-- Reading passage follows --

PM: Yes, for example, knowing that finances are a problem for my students, I pay their registration through the university cost centre. I provide bursaries where possible and I have started to hire my students as research assistants. They do a portion of research outside their own projects and earn some money which is usually enough for accommodation.
I encourage them to do practical demonstrations for undergraduates and get some money for groceries. While they do this, they also acquire soft skills such as communication and time management.
They also develop leadership skills. Mostly, I encourage them to apply for bursaries. I also encourage them to discuss the results as they come in and to start working on their write-up so that they are not under too much pressure when their submission time approaches.
YH: Supervisors need to take a project management course, which is essential in addition to their teaching and research responsibilities. Feedback in track changes on the students’ documents should be compulsory. In addition, there should be clear departmental policies on supervision.
UWN: Are there any other significant matters that have emerged at the workshop?
PM: Managing supervision and workload. The importance of reflecting on yourself and the type of supervisor you are and understanding your students and their needs.

-- Reading passage concluded --
-- Exercise data follows --

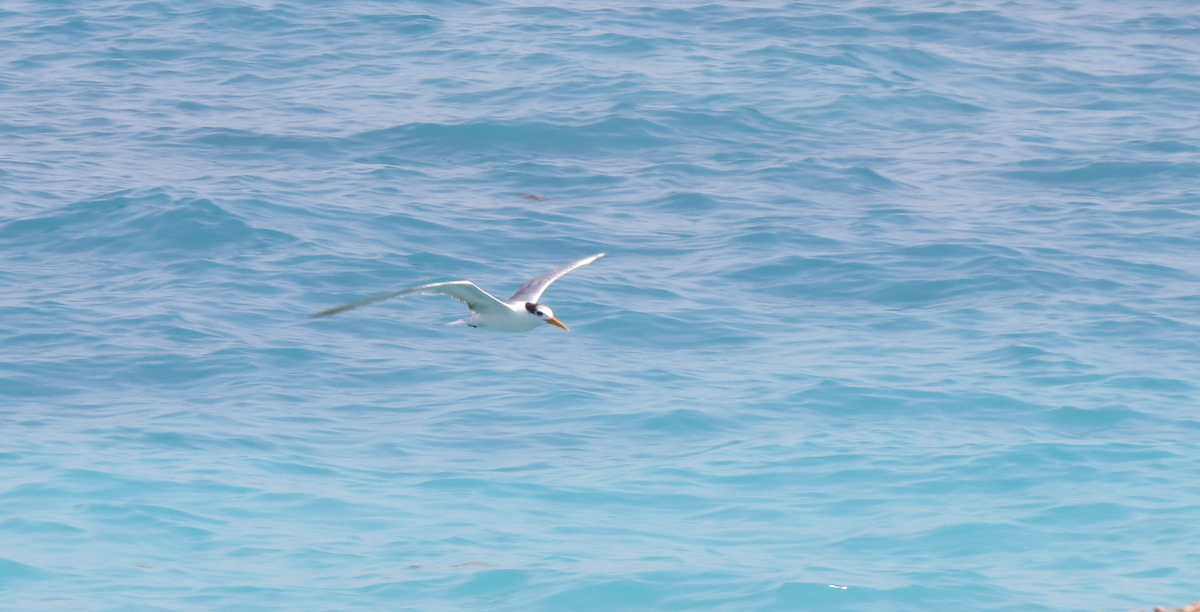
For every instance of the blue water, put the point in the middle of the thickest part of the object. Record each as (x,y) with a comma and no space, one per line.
(901,306)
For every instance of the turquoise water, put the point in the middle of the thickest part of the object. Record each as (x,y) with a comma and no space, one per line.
(901,306)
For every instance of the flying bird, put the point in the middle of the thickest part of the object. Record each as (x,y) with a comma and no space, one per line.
(521,312)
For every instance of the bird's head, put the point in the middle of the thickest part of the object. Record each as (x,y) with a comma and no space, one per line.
(544,313)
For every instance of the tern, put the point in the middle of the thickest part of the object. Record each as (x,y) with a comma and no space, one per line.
(521,312)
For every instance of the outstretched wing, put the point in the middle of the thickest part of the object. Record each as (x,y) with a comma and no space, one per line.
(533,289)
(466,292)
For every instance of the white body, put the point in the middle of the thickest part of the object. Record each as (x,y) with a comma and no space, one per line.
(521,312)
(513,318)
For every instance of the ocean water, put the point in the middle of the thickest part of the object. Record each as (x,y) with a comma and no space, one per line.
(901,306)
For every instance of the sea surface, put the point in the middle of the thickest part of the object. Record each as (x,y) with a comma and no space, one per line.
(900,309)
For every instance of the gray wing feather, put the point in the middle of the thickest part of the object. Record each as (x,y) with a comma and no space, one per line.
(466,292)
(533,289)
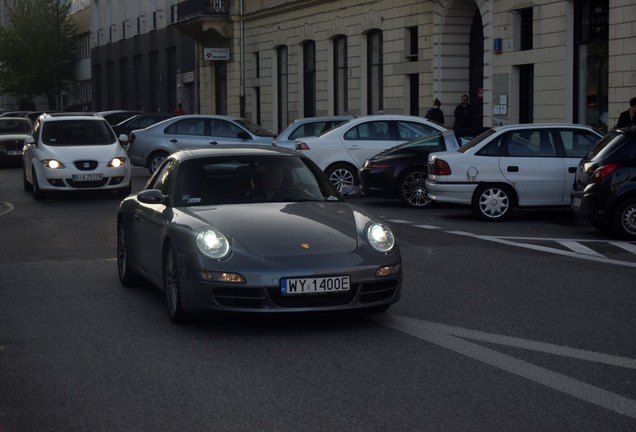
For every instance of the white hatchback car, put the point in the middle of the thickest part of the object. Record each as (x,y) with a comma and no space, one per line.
(508,166)
(341,151)
(72,152)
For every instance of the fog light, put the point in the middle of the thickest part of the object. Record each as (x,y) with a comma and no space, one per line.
(208,276)
(390,270)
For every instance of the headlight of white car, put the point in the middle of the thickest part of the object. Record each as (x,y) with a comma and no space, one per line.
(380,237)
(53,164)
(117,162)
(213,243)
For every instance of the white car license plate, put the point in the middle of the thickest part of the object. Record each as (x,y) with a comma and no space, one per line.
(87,177)
(314,285)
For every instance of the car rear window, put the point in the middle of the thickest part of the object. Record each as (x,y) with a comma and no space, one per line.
(77,132)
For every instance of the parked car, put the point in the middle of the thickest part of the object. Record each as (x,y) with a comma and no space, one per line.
(14,114)
(511,166)
(74,152)
(604,190)
(149,147)
(139,121)
(341,152)
(308,127)
(197,234)
(401,171)
(114,117)
(13,132)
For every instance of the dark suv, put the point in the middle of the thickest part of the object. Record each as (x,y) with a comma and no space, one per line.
(604,190)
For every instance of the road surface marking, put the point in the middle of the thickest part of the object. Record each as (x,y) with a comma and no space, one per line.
(453,338)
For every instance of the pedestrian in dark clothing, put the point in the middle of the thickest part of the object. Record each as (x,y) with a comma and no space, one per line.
(628,118)
(463,114)
(435,113)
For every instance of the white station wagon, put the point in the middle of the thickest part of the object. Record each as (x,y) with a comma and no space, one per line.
(508,166)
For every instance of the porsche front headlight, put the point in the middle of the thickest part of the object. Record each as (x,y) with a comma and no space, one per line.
(117,162)
(380,237)
(213,243)
(53,164)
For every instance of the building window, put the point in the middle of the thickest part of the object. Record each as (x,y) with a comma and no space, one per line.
(591,63)
(282,96)
(412,48)
(340,75)
(374,72)
(309,79)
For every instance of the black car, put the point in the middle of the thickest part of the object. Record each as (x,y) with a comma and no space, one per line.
(139,121)
(604,190)
(401,171)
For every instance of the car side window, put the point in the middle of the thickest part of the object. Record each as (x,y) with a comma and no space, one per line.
(369,131)
(530,143)
(191,126)
(411,130)
(308,130)
(225,129)
(577,143)
(163,179)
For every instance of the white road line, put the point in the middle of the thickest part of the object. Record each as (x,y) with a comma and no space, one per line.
(579,248)
(578,389)
(546,249)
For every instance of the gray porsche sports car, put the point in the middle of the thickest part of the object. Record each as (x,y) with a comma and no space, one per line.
(254,229)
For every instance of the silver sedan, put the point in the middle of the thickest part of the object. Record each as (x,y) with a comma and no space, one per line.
(149,147)
(254,229)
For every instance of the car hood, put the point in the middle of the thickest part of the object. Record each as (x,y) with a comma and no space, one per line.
(280,229)
(77,152)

-- Exercise data concluded --

Task list ::
[1] Answer these about the interview on supervising students:
(a) According to PM, what is the money students earn as research assistants usually enough for?
(b) What course does YH say supervisors need to take?
(c) What does YH say should be compulsory?
[2] Carry on the interview on supervising students from its last line.

Responses in order ::
[1]
(a) Accommodation.
(b) A project management course.
(c) Feedback in track changes on the students' documents.

[2]
YH: Funding, how to handle students who exceed the stipulated study time, and opportunities to develop a career and consult with higher education, especially to tackle social justice needs.
Funding for research is limited in the current academic environment in South Africa. THENSA exposed participants to additional funding opportunities. THENSA facilitators gave us practical pointers to assist students who struggle to complete their study programmes within the allocated time period.
Facilitators highlighted the importance of planning and setting short- and long-term goals that are well thought out and practically attainable in career development. In addition, facilitators mentioned the importance of incorporating a social justice aspect aligned to research and teaching goals.
UWN: How will this workshop help to address these issues and what kind of support do supervisors need?
PM: More workshops on effective postgraduate supervision are needed for supervisors. This allows them to share the difficulties they experience and get advice from other supervisors or experienced academics.
YH: In terms of career planning, the THENSA facilitators, especially Professor Urmilla Bob [the dean of research at UKZN], highlighted the importance of daily planning to meet short-term career goals. Accompanied by continuous reflection, the necessary adjustments can be made to ensure that career goals are attained.
UWN: What are the key features of successful supervision?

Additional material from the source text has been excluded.